Exercise requirements:
Copying task for the records below: reproduce each one exactly and drop the pictures.
● ● ● ●
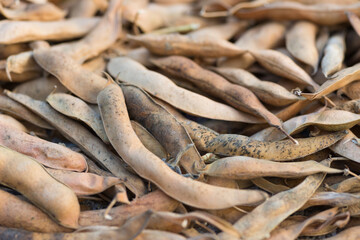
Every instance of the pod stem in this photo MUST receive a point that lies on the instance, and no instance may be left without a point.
(288, 136)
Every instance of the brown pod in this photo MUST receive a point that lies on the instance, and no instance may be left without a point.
(263, 36)
(10, 122)
(17, 213)
(50, 154)
(176, 44)
(239, 97)
(337, 81)
(241, 167)
(163, 126)
(263, 219)
(334, 54)
(18, 111)
(35, 12)
(301, 43)
(27, 176)
(26, 31)
(324, 14)
(146, 164)
(162, 87)
(40, 88)
(84, 183)
(76, 108)
(155, 201)
(282, 65)
(87, 85)
(85, 140)
(268, 92)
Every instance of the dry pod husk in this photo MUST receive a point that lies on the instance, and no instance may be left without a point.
(79, 135)
(300, 41)
(117, 123)
(39, 187)
(17, 213)
(162, 87)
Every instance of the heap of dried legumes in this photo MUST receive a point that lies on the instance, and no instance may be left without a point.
(180, 119)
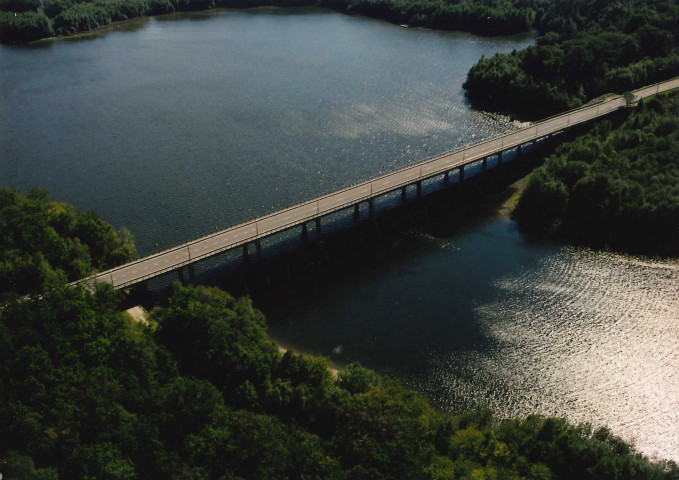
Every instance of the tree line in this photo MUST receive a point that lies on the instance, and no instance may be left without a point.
(586, 48)
(613, 187)
(44, 242)
(201, 393)
(27, 20)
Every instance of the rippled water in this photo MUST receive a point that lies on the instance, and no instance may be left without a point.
(177, 125)
(482, 315)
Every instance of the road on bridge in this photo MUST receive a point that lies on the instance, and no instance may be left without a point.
(177, 257)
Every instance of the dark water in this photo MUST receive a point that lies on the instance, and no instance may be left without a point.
(179, 125)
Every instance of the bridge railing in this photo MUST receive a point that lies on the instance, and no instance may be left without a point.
(366, 189)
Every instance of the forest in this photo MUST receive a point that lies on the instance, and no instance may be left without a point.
(201, 393)
(586, 48)
(44, 242)
(27, 20)
(613, 187)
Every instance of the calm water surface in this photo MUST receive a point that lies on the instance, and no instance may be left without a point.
(179, 125)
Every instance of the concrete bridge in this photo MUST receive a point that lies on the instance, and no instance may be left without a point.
(455, 162)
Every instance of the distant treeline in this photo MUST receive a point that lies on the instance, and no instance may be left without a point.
(202, 394)
(613, 187)
(587, 48)
(27, 20)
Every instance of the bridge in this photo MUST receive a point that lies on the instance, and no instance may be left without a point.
(239, 236)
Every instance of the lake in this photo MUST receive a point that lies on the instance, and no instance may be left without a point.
(178, 125)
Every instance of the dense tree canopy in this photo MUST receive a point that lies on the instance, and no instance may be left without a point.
(587, 48)
(26, 20)
(613, 187)
(46, 242)
(87, 394)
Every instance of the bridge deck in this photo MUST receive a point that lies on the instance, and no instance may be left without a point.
(232, 237)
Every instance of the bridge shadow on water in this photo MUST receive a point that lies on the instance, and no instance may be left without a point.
(290, 275)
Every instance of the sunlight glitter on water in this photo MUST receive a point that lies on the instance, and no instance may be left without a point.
(589, 336)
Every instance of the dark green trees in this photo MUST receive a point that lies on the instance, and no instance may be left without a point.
(615, 188)
(43, 242)
(588, 48)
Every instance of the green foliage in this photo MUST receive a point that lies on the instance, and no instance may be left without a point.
(485, 17)
(24, 26)
(44, 243)
(84, 396)
(617, 188)
(356, 379)
(66, 17)
(588, 48)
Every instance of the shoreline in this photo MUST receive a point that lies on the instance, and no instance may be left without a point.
(333, 368)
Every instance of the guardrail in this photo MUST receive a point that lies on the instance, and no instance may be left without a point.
(263, 226)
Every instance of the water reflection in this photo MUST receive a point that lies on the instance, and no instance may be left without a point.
(480, 315)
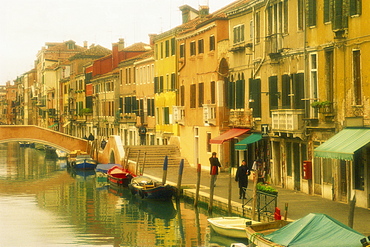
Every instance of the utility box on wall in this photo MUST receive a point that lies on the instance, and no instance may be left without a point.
(307, 169)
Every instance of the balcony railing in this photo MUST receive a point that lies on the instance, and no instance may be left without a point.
(209, 114)
(240, 117)
(288, 120)
(179, 114)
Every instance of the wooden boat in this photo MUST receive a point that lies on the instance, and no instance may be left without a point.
(233, 227)
(147, 188)
(81, 160)
(256, 232)
(117, 175)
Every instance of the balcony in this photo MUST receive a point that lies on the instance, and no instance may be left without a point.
(240, 118)
(179, 114)
(209, 114)
(288, 121)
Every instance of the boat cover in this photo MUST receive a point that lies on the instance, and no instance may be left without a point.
(316, 230)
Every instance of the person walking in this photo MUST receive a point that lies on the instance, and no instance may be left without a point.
(215, 164)
(242, 177)
(142, 134)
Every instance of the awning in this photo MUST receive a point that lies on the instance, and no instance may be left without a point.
(243, 145)
(51, 126)
(228, 135)
(64, 125)
(343, 145)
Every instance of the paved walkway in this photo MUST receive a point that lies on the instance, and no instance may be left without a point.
(299, 204)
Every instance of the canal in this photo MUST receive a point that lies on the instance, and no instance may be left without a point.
(44, 204)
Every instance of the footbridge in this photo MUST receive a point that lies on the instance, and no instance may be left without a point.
(32, 133)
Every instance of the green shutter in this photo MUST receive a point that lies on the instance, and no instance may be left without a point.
(285, 98)
(273, 92)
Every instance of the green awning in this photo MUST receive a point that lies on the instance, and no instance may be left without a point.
(243, 145)
(51, 126)
(343, 145)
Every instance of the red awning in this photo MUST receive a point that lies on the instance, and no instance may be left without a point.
(228, 135)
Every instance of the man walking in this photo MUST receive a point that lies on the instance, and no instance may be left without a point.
(242, 177)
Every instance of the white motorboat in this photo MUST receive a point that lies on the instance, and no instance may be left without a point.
(233, 227)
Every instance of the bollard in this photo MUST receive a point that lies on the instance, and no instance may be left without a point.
(199, 173)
● ● ● ●
Answer to this problem:
Every instance of the pod stem in this photo MUST receive a point that lies on the instance, and no instance may be left without a point.
(288, 136)
Every instance of the brown pod in this photo MUST receive a point that lies on the instance, and no instance may be left without a point.
(263, 36)
(10, 122)
(17, 213)
(50, 154)
(176, 44)
(239, 97)
(337, 81)
(241, 167)
(163, 126)
(263, 219)
(334, 54)
(18, 111)
(35, 12)
(301, 43)
(27, 176)
(26, 31)
(324, 14)
(146, 164)
(162, 87)
(40, 88)
(84, 183)
(76, 108)
(155, 201)
(282, 65)
(87, 85)
(85, 140)
(268, 92)
Every instance of the dry pod husk in this photo MUST receive a point that lies on the instance, and no instance may be left without a point.
(79, 135)
(300, 41)
(117, 123)
(39, 187)
(17, 213)
(162, 87)
Every instance of the heap of dried legumes in this photo MUST receive a point that lies on the instance, and no instance may be left without a point.
(180, 119)
Every instance of the tree line in this photo MUST receive a point that lies on the instance, and no instance may be left without a point.
(586, 48)
(613, 187)
(44, 242)
(201, 393)
(27, 20)
Every instance of the rippled water in this photo MUST receive a point that lies on the instance, and no instance may be left without a point.
(177, 125)
(482, 315)
Every instance of the road on bridge in this photo MUST receive a point that lies on the instance, and no instance may be left without a point.
(177, 257)
Every instance of the dark water in this photo MUST receive a point that lies on the instance, and no instance may be left without a point.
(179, 125)
Every instance of the bridge railing in this photo MUST receive a point that lies on the instance, and no instance may be left without a point.
(366, 189)
Every instance of the forest in this photo MUST receive a point that lies on the instance, and no instance may be left without a point.
(201, 393)
(586, 48)
(44, 242)
(27, 20)
(613, 187)
Every instance of the calm water surface in this photo MUST receive a point that lies on the instance, and no instance may be left without a point.
(179, 125)
Every instance of the concrete bridge in this photo MUST receive a point that lies on the instance, and no instance may be left without a point.
(455, 162)
Every instance of the distant treeline in this photo MUST receive a point that lies on the instance, and no instance may be left without a point.
(202, 394)
(613, 187)
(587, 48)
(27, 20)
Every instance of the bridge in this photo MUST receive a point that lies on the instance, and no instance may be left without a point.
(239, 236)
Every instance of the lake in this photo MUST receive a point that lies on the instance, and no instance may be left without a point.
(178, 125)
Every instance of the dense tree canopy in this photo MUST receive a point that lies on the instance, and no instance may be left without a point.
(587, 48)
(26, 20)
(613, 187)
(46, 242)
(87, 394)
Every instance of the bridge deck in this photo MUST receive a point that lies on the instance, and no instance may be left without a point.
(232, 237)
Every instance of the bridge shadow on water in this photo MUST receive a point that lies on the instance, and no instance may be left without a point.
(290, 275)
Every instance of the sunlight glitter on water in this photo MUST receive a point that lies on the instance, and no instance may be left without a point.
(589, 336)
Every instance of the dark green trees in this photo MUST receive a point that lies on the instance, and no instance may be left without a point.
(615, 188)
(43, 242)
(588, 48)
Every instance of the green foliage in this photo MUST receive a point that lies on the instance, and no instance may be left without a point.
(485, 17)
(24, 26)
(44, 243)
(84, 396)
(617, 188)
(356, 379)
(66, 17)
(588, 48)
Every instance of the shoreline in this photo MUST receive a point that lies on the instance, and no instance may be left without a point.
(333, 368)
Every instance of the guardrail in this photo MUST receive a point that lies on the instance, and no instance may be left without a point.
(263, 226)
Every instance of the water reflection in this photo MUST receive a point that lies on the instance, and no instance may be left without a point.
(480, 315)
Every instance of the utility box on wall in this photo MUST receive a point that lies on the instance, and no instance may be left without a point.
(307, 169)
Every instance of the balcony railing in this photo MUST receive a point that lies on the instance, and no instance may be left without a point.
(209, 114)
(240, 117)
(288, 120)
(179, 114)
Every instance of the wooden boat in this photo MUST receive a point that lies on the instance, and no instance may be left without a point.
(233, 227)
(147, 188)
(81, 160)
(256, 232)
(117, 175)
Every instance of the balcony in this photo MUST receive a point that lies on the instance, and no instance may be left without a point.
(240, 118)
(179, 114)
(209, 114)
(288, 121)
Every instance of the boat cover in this photo MUST receive a point that lies on the instance, and no instance may be left without a point.
(316, 230)
Every instance of the person walking in this photo MUST receive a point that lies on the instance, and no instance may be left without a point.
(215, 164)
(242, 177)
(142, 134)
Every instance of the awning in this photo MUST receive a point that lies on the instance, and no instance may be left without a point.
(243, 145)
(51, 126)
(228, 135)
(64, 125)
(343, 145)
Every instance of the paved walkway in this photo MUST receive a point that lies on the instance, and no instance may be left without a point.
(299, 204)
Every instance of the canal in this photo MUST receive a point that lies on the instance, and no instance may be left without a point.
(44, 204)
Every instance of the footbridge in this photo MUST receive a point that lies on the instance, and no instance may be left without a point.
(32, 133)
Every instance of the green shutter in this photo MUST receive a point that lies on the instance, and no instance may be left without a point.
(285, 98)
(273, 92)
Every instance of the green awning in this photo MUST receive a point that lies on the instance, and no instance may be left without a point.
(243, 145)
(51, 126)
(343, 145)
Every instance of the red awning in this photo MUST receive a point that lies on the instance, and no instance may be left without a point.
(228, 135)
Every instance of the man walking in this photo MUST receive a point that lies on the instance, and no instance may be left without a point.
(242, 177)
Every instance of the white motorboat in this photo MUST receive a point that lies on the instance, and no instance may be left without a point.
(233, 227)
Every instance of the bollard in this photo MUST receive a point that lies on the instance, and no instance may be left without a point.
(199, 173)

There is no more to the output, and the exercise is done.